(Source):
☆ ☆ ☆ ☆
Big Sis: Mummy, what’s a zombie?

Me: It’s the undead. Like, the living dead.

Big Sis: Huh?

Me: It’s like, someone who is half dead.

Big Sis: You mean like [gesturing a line through her face and body] this side is dead and this side is alive? (they have clearly been learning about “halves” at school)

Me: No! [struggling, then remembering “Shaun of the Dead”] They are people that walk around like this [now giving my best “Shaun of the Dead” zombie impression with stiff arms outstretched moving up and down]

Big Sis: You mean a puppet!

Me: [Aargh! This is tough] No, no, no! It’s like some one who has died but then comes back to life.

Big Sis: Oh! You mean like Jesus Christ!

Totally not what I meant, but very funny.

 

HAPPY EASTER EVERYONE!

Photograph by Giorgia Bertazzi

Why do gender stereotypes still persist?

porridge
Recently Big Sis was cast as Mummy Bear in her class assembly. We were asked to provide at short notice (always at short notice!) a costume. Thankfully, the school were making the masks for the children, so that was not required, and as the school assembly is not such a big deal, it wasn’t so big an ask. I went with Big Sis to her dressing up box to see what we could find. Brown, long sleeve T-shirt, brown tights, pink skirt. Good, good. But these were just normal clothes. How about some dressing up stuff so Mummy Bear can be more of a character?

Here is our conversation:

Me: I know, I know [excited], why doesn’t mummy bear be a doctor and then you can carry this bag and wear this stethoscope around your neck?
Big Sis: But Mummy Bear wears an apron.
Me: She doesn’t have to, she can be a doctor. Or, I know, you can wear this fireman’s costume and Mummy bear can be a fireman.
Big Sis: Mummy bear wears an apron, because she makes the porridge.
Me: Are you sure, maybe Daddy Bear made the porridge. Your daddy makes you porridge and pancakes sometimes.
Big Sis: In the book at school, [insistent] Mummy bear makes the porridge and wears an apron.

Big Sis wore an apron.

This is the most recent in a long line of unsuccessful attempts by me to break the gender stereotypes prevalent in society.

The first was just before Big Sis’s third birthday when the nursery decided to have a whole week (!) of fancy dress. This must have been a sadistic joke on the nursery’s behalf as I saw poor children being trundled into nursery for 5 whole days wearing the same Spiderman pyjamas with working parents looking very displeased. I was also a full time working parent at the time and shared the same displeasure, but vowed that we would at least attempt 5 different costumes, however crappy. She was not yet 3 years old, so at that point in time I was still winning the war on polyester Princess dresses. The first day, she went as a cat. We had a foam-cat mask from some party she had been to, and she wore a black long sleeved T-shirt and black leggings. The second day, I had decided that she could go as a Pirate. She had a jumper with a skull and cross bones on, denim shorts and she could put a handkerchief around her head. I managed to coerce her into this outfit. She was not happy. I promised her chocolates when she got home.

Big Sis: I don’t want to be a pirate. They are boys.
Me: No, there are girl pirates as well, pirates aren’t just for boys.
Big Sis: None of the other girls will be pirates.
Me: Well, it’s nice to be something different.

I had got her to the door by now, although she was dragging her heels and not wanting to cross the threshold into the outside world. Eventually, she slumped down across the doorway in tears.
☆ ☆ ☆ ☆
(Rows):
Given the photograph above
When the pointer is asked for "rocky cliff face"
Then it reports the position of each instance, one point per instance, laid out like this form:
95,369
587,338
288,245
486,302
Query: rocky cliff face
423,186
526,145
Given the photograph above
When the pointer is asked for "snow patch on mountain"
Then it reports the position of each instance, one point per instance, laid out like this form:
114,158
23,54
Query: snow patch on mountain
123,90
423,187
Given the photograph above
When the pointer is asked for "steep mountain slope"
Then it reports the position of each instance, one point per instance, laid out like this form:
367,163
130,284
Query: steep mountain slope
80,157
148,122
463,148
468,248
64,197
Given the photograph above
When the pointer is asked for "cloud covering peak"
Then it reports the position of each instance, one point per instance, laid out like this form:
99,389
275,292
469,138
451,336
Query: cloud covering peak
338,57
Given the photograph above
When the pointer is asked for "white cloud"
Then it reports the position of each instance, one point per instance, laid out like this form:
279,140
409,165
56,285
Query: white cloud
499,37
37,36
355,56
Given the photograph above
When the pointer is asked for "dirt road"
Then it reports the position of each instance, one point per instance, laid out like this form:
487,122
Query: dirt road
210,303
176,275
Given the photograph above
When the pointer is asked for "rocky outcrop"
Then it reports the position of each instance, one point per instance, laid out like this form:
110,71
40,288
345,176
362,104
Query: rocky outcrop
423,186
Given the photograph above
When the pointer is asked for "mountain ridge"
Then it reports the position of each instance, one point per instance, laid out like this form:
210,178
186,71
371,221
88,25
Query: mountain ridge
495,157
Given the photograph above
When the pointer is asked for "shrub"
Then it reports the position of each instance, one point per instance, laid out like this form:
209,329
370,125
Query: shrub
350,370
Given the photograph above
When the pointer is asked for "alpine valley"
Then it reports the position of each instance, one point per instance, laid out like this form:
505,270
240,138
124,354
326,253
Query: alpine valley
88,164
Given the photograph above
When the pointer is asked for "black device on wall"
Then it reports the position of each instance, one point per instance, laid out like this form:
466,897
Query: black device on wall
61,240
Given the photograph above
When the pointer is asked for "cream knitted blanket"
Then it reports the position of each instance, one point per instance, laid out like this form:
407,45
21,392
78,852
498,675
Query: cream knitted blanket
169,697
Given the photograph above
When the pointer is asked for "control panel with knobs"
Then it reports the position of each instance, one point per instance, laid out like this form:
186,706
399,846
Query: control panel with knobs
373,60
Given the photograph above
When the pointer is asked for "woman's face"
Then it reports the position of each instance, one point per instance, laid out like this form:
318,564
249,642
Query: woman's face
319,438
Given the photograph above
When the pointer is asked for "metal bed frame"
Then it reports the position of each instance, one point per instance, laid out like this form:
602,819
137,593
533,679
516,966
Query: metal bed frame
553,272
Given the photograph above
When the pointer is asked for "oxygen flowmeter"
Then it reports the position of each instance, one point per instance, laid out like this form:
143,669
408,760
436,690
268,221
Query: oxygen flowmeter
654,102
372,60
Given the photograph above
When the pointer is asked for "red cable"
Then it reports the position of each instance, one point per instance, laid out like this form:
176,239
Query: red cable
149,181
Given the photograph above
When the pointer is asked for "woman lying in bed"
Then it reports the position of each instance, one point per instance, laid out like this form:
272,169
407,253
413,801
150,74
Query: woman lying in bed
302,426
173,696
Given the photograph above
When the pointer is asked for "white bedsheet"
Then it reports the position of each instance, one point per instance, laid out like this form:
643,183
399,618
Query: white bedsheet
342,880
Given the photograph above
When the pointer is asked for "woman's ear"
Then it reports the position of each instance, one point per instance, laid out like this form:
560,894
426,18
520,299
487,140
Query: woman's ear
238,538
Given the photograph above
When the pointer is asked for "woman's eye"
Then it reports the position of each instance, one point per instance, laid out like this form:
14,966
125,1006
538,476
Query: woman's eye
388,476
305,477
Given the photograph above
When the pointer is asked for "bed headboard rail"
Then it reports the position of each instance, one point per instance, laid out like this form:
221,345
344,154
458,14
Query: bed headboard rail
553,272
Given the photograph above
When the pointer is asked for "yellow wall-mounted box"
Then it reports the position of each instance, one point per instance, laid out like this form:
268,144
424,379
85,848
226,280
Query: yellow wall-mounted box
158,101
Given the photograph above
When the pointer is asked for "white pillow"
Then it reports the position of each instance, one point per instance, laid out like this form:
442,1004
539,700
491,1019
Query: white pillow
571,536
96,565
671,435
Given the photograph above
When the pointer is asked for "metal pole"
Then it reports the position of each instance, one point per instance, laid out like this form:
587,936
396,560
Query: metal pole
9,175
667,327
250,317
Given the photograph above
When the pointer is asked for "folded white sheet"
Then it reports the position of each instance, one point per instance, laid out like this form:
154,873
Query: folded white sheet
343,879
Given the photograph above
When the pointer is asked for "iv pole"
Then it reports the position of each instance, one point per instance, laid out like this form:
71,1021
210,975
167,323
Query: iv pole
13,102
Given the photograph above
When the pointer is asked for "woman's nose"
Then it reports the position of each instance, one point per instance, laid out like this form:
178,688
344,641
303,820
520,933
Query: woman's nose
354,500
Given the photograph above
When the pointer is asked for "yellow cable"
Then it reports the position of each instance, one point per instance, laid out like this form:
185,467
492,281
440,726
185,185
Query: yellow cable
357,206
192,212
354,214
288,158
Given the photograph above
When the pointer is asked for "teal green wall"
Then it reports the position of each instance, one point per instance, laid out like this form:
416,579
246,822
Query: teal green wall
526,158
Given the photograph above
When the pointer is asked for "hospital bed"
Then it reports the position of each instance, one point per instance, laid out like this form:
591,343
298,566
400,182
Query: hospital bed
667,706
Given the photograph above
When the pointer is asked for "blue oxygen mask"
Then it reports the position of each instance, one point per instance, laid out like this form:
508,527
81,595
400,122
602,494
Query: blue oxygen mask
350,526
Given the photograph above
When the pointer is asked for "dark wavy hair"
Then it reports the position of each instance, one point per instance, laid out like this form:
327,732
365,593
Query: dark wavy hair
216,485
☆ ☆ ☆ ☆
(Given instruction 1): Reproduce the passage of the parenting anecdotes starting at "Big Sis: I don’t" and ending at "be something different.".
(Given instruction 2): According to the parenting anecdotes, why does Big Sis insist that Mummy Bear must wear an apron?

(Correct output 1):
Big Sis: I don’t want to be a pirate. They are boys.
Me: No, there are girl pirates as well, pirates aren’t just for boys.
Big Sis: None of the other girls will be pirates.
Me: Well, it’s nice to be something different.

(Correct output 2): Big Sis says Mummy Bear wears an apron because she makes the porridge. She points out that this is how it is in the book at school.